Reproduce all of the data that follows, character for character.

* start DATA *

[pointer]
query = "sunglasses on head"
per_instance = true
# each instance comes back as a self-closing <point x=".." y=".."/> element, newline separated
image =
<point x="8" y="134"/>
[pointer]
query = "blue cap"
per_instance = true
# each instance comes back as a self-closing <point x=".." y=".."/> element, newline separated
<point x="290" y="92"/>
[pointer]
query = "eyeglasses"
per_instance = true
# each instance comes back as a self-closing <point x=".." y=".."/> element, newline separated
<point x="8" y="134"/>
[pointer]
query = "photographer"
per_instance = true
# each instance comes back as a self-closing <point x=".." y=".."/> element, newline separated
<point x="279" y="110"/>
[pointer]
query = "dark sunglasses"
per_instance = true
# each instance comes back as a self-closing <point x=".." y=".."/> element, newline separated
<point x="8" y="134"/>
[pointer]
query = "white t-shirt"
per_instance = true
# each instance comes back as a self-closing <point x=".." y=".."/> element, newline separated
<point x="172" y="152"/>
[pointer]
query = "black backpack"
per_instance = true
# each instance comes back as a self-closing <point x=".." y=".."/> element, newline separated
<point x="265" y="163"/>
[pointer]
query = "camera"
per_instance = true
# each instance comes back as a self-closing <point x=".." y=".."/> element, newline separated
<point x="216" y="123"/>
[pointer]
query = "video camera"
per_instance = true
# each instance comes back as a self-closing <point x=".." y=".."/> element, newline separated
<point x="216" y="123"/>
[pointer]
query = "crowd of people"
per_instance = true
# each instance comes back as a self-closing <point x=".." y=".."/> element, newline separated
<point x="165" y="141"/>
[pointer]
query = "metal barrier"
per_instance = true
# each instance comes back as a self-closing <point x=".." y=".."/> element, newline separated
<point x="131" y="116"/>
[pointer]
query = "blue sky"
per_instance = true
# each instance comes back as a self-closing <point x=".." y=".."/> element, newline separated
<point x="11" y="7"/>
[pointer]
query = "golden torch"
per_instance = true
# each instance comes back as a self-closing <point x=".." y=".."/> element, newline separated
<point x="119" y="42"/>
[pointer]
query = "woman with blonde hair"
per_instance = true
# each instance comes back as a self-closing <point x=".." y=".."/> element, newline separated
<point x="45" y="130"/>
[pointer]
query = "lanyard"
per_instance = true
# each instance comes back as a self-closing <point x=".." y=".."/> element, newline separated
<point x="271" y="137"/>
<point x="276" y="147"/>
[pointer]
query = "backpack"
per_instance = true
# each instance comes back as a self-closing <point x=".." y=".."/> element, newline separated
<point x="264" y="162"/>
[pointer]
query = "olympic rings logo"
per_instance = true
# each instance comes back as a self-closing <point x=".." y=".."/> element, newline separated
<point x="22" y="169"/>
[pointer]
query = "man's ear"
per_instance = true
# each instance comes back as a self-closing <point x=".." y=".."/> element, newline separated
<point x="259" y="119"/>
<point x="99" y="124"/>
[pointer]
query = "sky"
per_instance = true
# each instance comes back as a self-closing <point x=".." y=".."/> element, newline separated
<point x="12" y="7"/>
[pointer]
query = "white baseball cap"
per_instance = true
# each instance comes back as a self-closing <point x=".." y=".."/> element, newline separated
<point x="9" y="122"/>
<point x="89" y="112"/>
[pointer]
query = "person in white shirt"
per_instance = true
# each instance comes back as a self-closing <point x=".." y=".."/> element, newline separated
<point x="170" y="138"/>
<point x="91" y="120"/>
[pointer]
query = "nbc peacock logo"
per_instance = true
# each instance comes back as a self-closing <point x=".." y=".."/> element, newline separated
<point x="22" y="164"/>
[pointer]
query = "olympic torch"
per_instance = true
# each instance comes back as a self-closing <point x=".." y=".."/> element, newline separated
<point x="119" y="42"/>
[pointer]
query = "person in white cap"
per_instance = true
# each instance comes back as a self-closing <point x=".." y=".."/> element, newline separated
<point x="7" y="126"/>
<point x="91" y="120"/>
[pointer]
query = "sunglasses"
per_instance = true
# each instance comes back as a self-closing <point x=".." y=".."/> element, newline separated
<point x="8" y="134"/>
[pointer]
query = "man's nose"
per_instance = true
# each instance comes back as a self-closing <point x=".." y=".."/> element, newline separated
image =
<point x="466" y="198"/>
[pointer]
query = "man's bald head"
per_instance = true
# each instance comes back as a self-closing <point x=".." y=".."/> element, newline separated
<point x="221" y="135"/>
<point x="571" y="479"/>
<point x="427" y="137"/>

* end DATA *

TASK RESULT:
[pointer]
query = "sunglasses on head"
per_instance = true
# each instance comes back as a self-closing <point x=".." y=".."/> element, newline separated
image =
<point x="8" y="134"/>
[pointer]
query = "blue cap"
per_instance = true
# each instance comes back as a self-closing <point x=".." y=".."/> element, newline separated
<point x="290" y="92"/>
[pointer]
query = "eyeglasses"
per_instance = true
# each instance comes back as a self-closing <point x=".." y=".."/> element, newline separated
<point x="8" y="134"/>
[pointer]
query = "photographer"
per_instance = true
# each instance comes back as a self-closing <point x=".." y=".."/> element, newline separated
<point x="279" y="110"/>
[pointer]
query = "dark sunglasses"
per_instance = true
# each instance comes back as a self-closing <point x=".." y=".."/> element, newline separated
<point x="8" y="134"/>
[pointer]
query = "white t-shirt"
per_instance = true
# each instance comes back as a self-closing <point x=".." y=".."/> element, newline separated
<point x="172" y="152"/>
[pointer]
query = "black backpack"
per_instance = true
# each instance comes back as a self-closing <point x=".." y=".."/> element, newline separated
<point x="265" y="163"/>
[pointer]
query = "camera"
per_instance = true
# each instance comes back as a self-closing <point x=".." y=".."/> element, newline separated
<point x="216" y="123"/>
[pointer]
query = "video camera"
per_instance = true
# each instance comes back as a self-closing <point x=".." y=".."/> element, newline separated
<point x="216" y="123"/>
[pointer]
query = "crowd of people"
per_instance = true
# each instance comes back as a self-closing <point x=".." y=".."/> element, newline separated
<point x="165" y="141"/>
[pointer]
query = "metal barrier"
per_instance = true
# each instance comes back as a self-closing <point x=".." y=".."/> element, newline separated
<point x="131" y="116"/>
[pointer]
query = "blue sky"
per_instance = true
# each instance comes back as a self-closing <point x=".." y=".."/> element, newline separated
<point x="11" y="7"/>
[pointer]
query = "golden torch"
per_instance = true
# each instance comes back as a self-closing <point x=".." y=".."/> element, newline separated
<point x="119" y="42"/>
[pointer]
query = "woman with blonde hair"
per_instance = true
# each instance comes back as a self-closing <point x=".." y=".."/> element, newline separated
<point x="45" y="130"/>
[pointer]
query = "lanyard"
per_instance = true
# each instance comes back as a self-closing <point x=".." y=".."/> element, newline separated
<point x="271" y="137"/>
<point x="276" y="147"/>
[pointer]
query = "backpack"
per_instance = true
# each instance comes back as a self-closing <point x=".." y=".."/> element, newline separated
<point x="264" y="162"/>
[pointer]
query = "olympic rings logo"
per_instance = true
# each instance comes back as a self-closing <point x=".." y=".."/> element, newline separated
<point x="22" y="169"/>
[pointer]
query = "man's ear"
per_instance = true
# each instance comes back as a self-closing <point x=".." y=".."/> element, newline separated
<point x="259" y="119"/>
<point x="99" y="124"/>
[pointer]
query = "sky"
per_instance = true
# each instance comes back as a self-closing <point x=".." y=".."/> element, newline separated
<point x="12" y="7"/>
[pointer]
query = "white baseball cap"
per_instance = true
# each instance comes back as a self-closing <point x=".." y=".."/> element, newline separated
<point x="9" y="122"/>
<point x="89" y="112"/>
[pointer]
query = "person in white shirt"
per_instance = true
# each instance comes back as a self-closing <point x=".." y=".."/> element, newline separated
<point x="170" y="138"/>
<point x="91" y="120"/>
[pointer]
query = "nbc peacock logo"
per_instance = true
# each instance comes back as a self-closing <point x=".." y=".."/> element, newline separated
<point x="22" y="164"/>
[pointer]
query = "olympic torch"
per_instance = true
# each instance comes back as a self-closing <point x=".." y=".."/> element, newline separated
<point x="119" y="42"/>
[pointer]
query = "person in white cap"
per_instance = true
# each instance comes back as a self-closing <point x=".." y=".."/> element, newline separated
<point x="7" y="126"/>
<point x="91" y="120"/>
[pointer]
query = "sunglasses"
per_instance = true
# each instance comes back as a self-closing <point x=".." y=".."/> element, newline separated
<point x="8" y="134"/>
[pointer]
query = "man's nose"
per_instance = true
# each instance comes back as a self-closing <point x=".." y=".."/> element, newline separated
image =
<point x="466" y="198"/>
[pointer]
query = "man's bald head"
per_instance = true
# each instance comes back as a self-closing <point x=".." y=".."/> element, newline separated
<point x="221" y="135"/>
<point x="571" y="479"/>
<point x="427" y="137"/>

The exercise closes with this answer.